What to work on
Copy the records from the line containing "Task: locate every instance of the wet" through the line containing "<point>947,353</point>" word for word, including both end lines.

Records supplied
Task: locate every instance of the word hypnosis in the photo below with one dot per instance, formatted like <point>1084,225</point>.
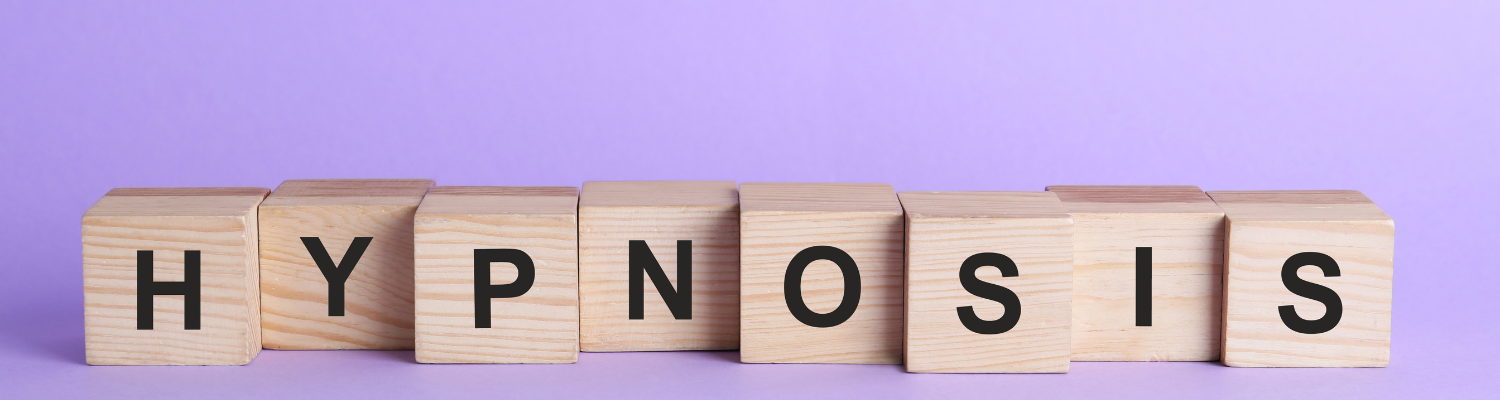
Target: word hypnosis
<point>948,282</point>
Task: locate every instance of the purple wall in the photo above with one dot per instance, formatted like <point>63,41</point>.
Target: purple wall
<point>1397,99</point>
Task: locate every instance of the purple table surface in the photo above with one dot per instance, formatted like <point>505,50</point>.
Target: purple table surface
<point>1397,99</point>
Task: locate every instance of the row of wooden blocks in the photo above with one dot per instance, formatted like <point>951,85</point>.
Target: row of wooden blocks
<point>965,282</point>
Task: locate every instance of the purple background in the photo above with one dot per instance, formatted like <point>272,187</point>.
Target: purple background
<point>1397,99</point>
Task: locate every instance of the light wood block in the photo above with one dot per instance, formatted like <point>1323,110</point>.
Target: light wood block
<point>213,225</point>
<point>1272,238</point>
<point>1178,318</point>
<point>660,213</point>
<point>537,325</point>
<point>780,220</point>
<point>297,313</point>
<point>977,235</point>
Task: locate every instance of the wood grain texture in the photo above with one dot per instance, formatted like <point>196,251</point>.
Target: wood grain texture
<point>947,228</point>
<point>221,223</point>
<point>1265,229</point>
<point>539,327</point>
<point>660,213</point>
<point>1185,232</point>
<point>782,219</point>
<point>378,292</point>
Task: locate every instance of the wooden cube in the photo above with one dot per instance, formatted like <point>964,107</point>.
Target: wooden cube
<point>989,282</point>
<point>821,276</point>
<point>1148,273</point>
<point>635,241</point>
<point>497,274</point>
<point>1307,279</point>
<point>171,277</point>
<point>336,264</point>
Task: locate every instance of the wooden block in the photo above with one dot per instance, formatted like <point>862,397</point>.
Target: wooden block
<point>363,231</point>
<point>845,240</point>
<point>1307,279</point>
<point>1148,273</point>
<point>663,216</point>
<point>186,258</point>
<point>519,243</point>
<point>989,282</point>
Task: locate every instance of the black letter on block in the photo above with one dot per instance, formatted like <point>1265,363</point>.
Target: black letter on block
<point>1142,286</point>
<point>1308,289</point>
<point>990,291</point>
<point>336,274</point>
<point>642,261</point>
<point>525,274</point>
<point>147,288</point>
<point>792,286</point>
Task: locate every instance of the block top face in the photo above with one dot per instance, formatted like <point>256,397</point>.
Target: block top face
<point>819,197</point>
<point>177,201</point>
<point>1296,205</point>
<point>1184,198</point>
<point>500,200</point>
<point>656,194</point>
<point>983,205</point>
<point>348,192</point>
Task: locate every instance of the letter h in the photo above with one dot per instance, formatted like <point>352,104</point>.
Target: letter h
<point>147,289</point>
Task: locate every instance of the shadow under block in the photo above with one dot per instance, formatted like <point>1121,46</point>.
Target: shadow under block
<point>659,213</point>
<point>957,235</point>
<point>218,226</point>
<point>537,325</point>
<point>377,307</point>
<point>779,222</point>
<point>1184,231</point>
<point>1295,240</point>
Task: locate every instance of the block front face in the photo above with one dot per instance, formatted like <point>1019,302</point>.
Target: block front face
<point>780,220</point>
<point>216,223</point>
<point>1038,243</point>
<point>659,213</point>
<point>1184,232</point>
<point>1271,231</point>
<point>378,289</point>
<point>537,327</point>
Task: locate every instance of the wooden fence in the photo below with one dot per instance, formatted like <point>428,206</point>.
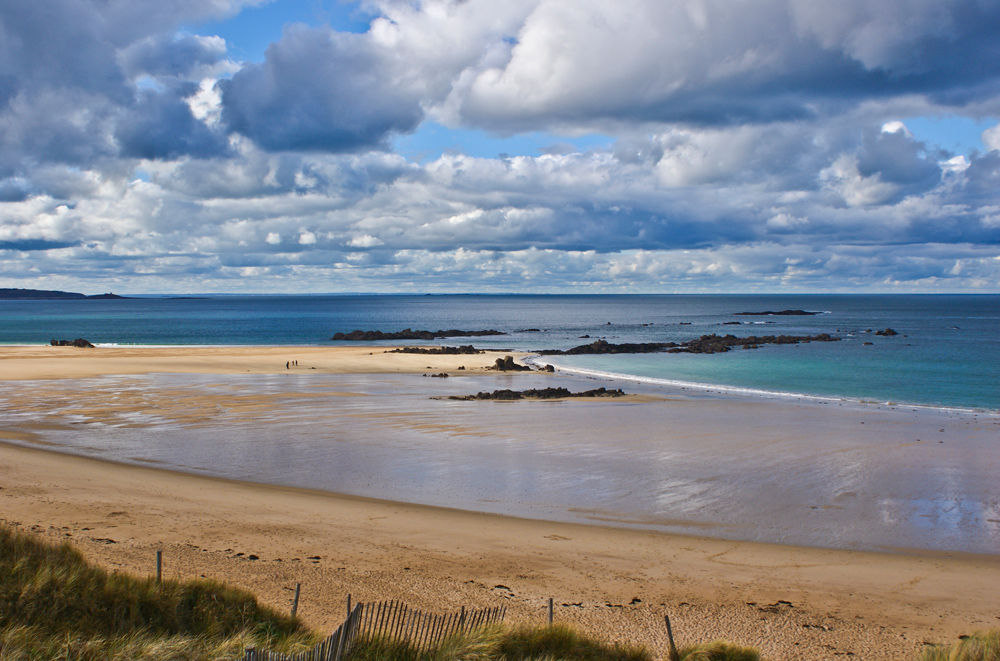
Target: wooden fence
<point>393,621</point>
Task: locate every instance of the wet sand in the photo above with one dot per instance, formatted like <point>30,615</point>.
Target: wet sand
<point>613,582</point>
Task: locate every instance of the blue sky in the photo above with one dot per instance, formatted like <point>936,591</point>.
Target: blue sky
<point>536,145</point>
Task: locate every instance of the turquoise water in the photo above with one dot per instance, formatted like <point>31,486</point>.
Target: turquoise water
<point>947,353</point>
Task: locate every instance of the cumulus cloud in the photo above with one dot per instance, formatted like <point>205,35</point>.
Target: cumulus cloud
<point>753,146</point>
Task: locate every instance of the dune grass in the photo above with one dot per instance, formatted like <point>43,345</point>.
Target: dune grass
<point>556,643</point>
<point>981,646</point>
<point>53,604</point>
<point>719,650</point>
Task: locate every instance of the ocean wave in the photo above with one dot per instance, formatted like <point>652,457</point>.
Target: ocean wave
<point>751,392</point>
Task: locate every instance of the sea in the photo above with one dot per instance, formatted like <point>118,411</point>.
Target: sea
<point>871,442</point>
<point>947,352</point>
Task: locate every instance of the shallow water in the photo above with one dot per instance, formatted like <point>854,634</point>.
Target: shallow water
<point>818,473</point>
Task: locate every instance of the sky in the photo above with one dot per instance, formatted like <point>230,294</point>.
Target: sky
<point>543,146</point>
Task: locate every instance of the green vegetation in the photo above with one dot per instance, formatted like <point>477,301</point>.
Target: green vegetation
<point>719,651</point>
<point>497,643</point>
<point>982,646</point>
<point>557,643</point>
<point>53,604</point>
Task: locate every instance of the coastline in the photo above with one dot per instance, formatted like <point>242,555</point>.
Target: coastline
<point>875,605</point>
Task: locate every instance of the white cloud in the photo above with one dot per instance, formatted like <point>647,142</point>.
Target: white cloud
<point>365,241</point>
<point>991,137</point>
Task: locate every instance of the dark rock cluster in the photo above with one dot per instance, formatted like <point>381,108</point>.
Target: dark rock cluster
<point>781,313</point>
<point>439,351</point>
<point>78,342</point>
<point>409,334</point>
<point>507,364</point>
<point>704,344</point>
<point>542,393</point>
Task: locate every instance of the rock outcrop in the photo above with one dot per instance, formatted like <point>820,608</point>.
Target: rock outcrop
<point>78,342</point>
<point>780,313</point>
<point>507,364</point>
<point>439,351</point>
<point>409,334</point>
<point>542,393</point>
<point>704,344</point>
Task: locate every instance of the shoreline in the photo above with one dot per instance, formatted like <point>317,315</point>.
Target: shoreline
<point>742,391</point>
<point>440,559</point>
<point>616,582</point>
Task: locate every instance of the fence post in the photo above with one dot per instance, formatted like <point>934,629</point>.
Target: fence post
<point>295,602</point>
<point>674,654</point>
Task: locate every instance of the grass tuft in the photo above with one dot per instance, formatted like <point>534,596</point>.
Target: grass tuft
<point>53,604</point>
<point>981,646</point>
<point>565,644</point>
<point>719,650</point>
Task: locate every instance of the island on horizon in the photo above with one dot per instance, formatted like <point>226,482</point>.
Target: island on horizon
<point>50,295</point>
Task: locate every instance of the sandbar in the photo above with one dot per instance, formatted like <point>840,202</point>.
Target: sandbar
<point>790,602</point>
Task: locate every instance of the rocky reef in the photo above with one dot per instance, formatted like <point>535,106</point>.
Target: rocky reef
<point>438,351</point>
<point>540,393</point>
<point>409,334</point>
<point>704,344</point>
<point>78,342</point>
<point>780,313</point>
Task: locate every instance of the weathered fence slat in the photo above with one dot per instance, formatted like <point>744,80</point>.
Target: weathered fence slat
<point>392,620</point>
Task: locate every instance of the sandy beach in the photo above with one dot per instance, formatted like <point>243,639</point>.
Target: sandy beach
<point>791,602</point>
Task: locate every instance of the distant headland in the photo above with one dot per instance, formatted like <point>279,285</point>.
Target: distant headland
<point>50,295</point>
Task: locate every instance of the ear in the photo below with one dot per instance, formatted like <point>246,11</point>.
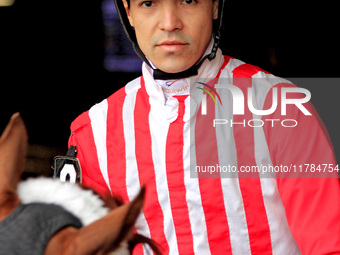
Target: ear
<point>103,235</point>
<point>128,13</point>
<point>215,9</point>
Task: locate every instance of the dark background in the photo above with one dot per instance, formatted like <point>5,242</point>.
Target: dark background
<point>51,57</point>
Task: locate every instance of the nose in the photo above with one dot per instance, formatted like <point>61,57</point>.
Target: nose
<point>170,19</point>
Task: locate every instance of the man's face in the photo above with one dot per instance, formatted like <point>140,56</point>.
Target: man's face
<point>173,34</point>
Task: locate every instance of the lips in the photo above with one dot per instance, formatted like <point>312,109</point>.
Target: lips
<point>171,46</point>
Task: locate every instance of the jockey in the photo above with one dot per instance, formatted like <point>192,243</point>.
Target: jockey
<point>156,131</point>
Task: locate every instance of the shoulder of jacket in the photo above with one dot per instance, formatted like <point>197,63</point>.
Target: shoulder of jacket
<point>117,97</point>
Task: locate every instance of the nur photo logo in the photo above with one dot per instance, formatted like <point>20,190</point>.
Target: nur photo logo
<point>249,99</point>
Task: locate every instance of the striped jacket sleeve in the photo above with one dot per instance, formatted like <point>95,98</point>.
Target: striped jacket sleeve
<point>82,137</point>
<point>311,198</point>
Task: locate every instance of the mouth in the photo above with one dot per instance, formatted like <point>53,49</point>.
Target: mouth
<point>171,46</point>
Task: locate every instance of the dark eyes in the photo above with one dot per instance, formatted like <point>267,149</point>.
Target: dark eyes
<point>147,4</point>
<point>151,3</point>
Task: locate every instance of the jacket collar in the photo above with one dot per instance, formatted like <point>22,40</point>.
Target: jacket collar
<point>207,71</point>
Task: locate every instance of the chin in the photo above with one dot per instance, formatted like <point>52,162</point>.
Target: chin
<point>175,66</point>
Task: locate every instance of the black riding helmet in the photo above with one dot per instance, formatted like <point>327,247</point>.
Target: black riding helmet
<point>159,74</point>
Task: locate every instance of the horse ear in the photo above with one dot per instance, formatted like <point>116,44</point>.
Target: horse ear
<point>13,150</point>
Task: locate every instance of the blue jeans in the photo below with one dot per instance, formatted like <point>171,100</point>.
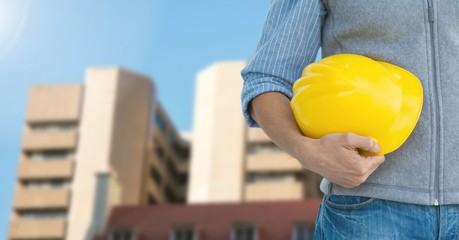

Response
Task: locate every instance of the wet sand in the photo above with one dot per instance, formatted like <point>30,615</point>.
Target: wet sand
<point>613,582</point>
Task: locate every instance of the blue sky in the photo above with one dot per instance, formatted like <point>936,591</point>.
Target: blue sky
<point>536,145</point>
Task: locate every instance of the turquoise water in the photo above with one dot per instance, formatted like <point>31,486</point>.
Target: turquoise water
<point>947,353</point>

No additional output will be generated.